Note: it is possible to extend this method to compare any item by providing a compare function as parameter.

How to terminate variable length array when all values are valid?

I'm passing an array of single-precision floating point values to a function in C. The function has no knowledge of the size of the array and I'd like to keep it that way, primarily because while the underlying array is of course fixed-length I won't always be filling it completely so I'd need to be able to find the end anyway. With a string you use a null-terminator, but with this implementation all possible values are potentially valid. Is the best I can do like a "code word" to mark the end using multiple values in order, something like ASCII 'STOP'? That leaves open the possibility of coincidentally having that code word in the array of valid data...

************

▶ **WRITTEN TASK A**
Extract every line of the records that contains the string "bird", treating uppercase and lowercase as different.
The forum excerpt and the records are unrelated to each other.

Portion of a data file:
************

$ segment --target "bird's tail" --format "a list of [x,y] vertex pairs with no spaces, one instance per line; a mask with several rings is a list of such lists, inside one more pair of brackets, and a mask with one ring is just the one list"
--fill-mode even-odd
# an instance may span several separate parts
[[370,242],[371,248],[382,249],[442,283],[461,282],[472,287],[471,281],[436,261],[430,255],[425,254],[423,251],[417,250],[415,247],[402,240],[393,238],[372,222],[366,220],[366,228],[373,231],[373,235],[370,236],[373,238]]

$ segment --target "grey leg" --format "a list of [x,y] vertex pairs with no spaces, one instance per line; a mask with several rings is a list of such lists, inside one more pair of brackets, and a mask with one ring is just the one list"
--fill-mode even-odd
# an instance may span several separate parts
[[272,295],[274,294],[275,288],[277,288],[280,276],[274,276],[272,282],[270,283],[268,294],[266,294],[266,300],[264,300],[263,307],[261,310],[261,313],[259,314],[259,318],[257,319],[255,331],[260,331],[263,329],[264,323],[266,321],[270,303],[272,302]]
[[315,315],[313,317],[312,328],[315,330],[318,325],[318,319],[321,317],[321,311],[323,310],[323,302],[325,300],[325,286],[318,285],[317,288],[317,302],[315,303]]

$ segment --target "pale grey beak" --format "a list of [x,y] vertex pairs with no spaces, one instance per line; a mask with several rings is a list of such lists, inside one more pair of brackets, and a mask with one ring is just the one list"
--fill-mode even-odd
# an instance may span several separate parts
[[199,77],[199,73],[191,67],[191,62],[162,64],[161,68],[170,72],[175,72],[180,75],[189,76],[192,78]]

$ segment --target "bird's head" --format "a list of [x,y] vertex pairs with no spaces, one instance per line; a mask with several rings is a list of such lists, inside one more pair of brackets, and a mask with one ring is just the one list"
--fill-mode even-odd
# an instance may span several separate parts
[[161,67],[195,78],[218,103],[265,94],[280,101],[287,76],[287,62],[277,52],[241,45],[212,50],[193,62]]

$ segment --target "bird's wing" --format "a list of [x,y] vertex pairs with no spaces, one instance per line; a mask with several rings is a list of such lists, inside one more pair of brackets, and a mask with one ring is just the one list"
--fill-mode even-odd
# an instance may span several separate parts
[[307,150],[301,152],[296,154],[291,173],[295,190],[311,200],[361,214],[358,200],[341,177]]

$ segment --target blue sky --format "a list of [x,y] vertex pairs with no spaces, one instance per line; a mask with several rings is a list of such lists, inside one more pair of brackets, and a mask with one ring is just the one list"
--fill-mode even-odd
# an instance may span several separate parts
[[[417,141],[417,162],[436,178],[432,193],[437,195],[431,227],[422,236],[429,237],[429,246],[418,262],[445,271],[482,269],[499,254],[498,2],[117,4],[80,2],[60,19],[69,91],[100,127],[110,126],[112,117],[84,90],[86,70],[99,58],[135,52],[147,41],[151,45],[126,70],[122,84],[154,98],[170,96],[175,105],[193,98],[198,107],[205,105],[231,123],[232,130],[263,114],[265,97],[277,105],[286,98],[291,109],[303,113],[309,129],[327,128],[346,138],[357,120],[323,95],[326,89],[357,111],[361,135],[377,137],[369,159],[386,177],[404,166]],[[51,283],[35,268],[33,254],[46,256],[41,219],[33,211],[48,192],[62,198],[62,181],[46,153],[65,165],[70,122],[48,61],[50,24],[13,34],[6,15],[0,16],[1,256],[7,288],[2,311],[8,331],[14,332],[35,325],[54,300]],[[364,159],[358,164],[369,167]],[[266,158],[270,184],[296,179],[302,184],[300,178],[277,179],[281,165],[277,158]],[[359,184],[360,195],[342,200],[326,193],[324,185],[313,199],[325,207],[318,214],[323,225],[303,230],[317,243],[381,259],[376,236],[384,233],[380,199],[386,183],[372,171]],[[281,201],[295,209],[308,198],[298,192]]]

************

▶ **WRITTEN TASK B**
Please transcribe the forum excerpt on terminating a variable-length array in full, word for word.

▶ **PROBLEM SOLUTION A**
$ segment --target "bird's tail" --format "a list of [x,y] vertex pairs with no spaces, one instance per line; a mask with several rings is a list of such lists, inside one more pair of brackets, and a mask with one ring is just the one list"
$ segment --target "bird's head" --format "a list of [x,y] vertex pairs with no spaces, one instance per line; a mask with several rings is a list of such lists, inside one more pair of brackets, and a mask with one ring is just the one list"
$ segment --target "bird's wing" --format "a list of [x,y] vertex pairs with no spaces, one instance per line; a mask with several rings is a list of such lists, inside one more pair of brackets, and a mask with one ring is just the one list"

▶ **PROBLEM SOLUTION B**
Note: it is possible to extend this method to compare any item by providing a compare function as parameter.

How to terminate variable length array when all values are valid?

I'm passing an array of single-precision floating point values to a function in C. The function has no knowledge of the size of the array and I'd like to keep it that way, primarily because while the underlying array is of course fixed-length I won't always be filling it completely so I'd need to be able to find the end anyway. With a string you use a null-terminator, but with this implementation all possible values are potentially valid. Is the best I can do like a "code word" to mark the end using multiple values in order, something like ASCII 'STOP'? That leaves open the possibility of coincidentally having that code word in the array of valid data...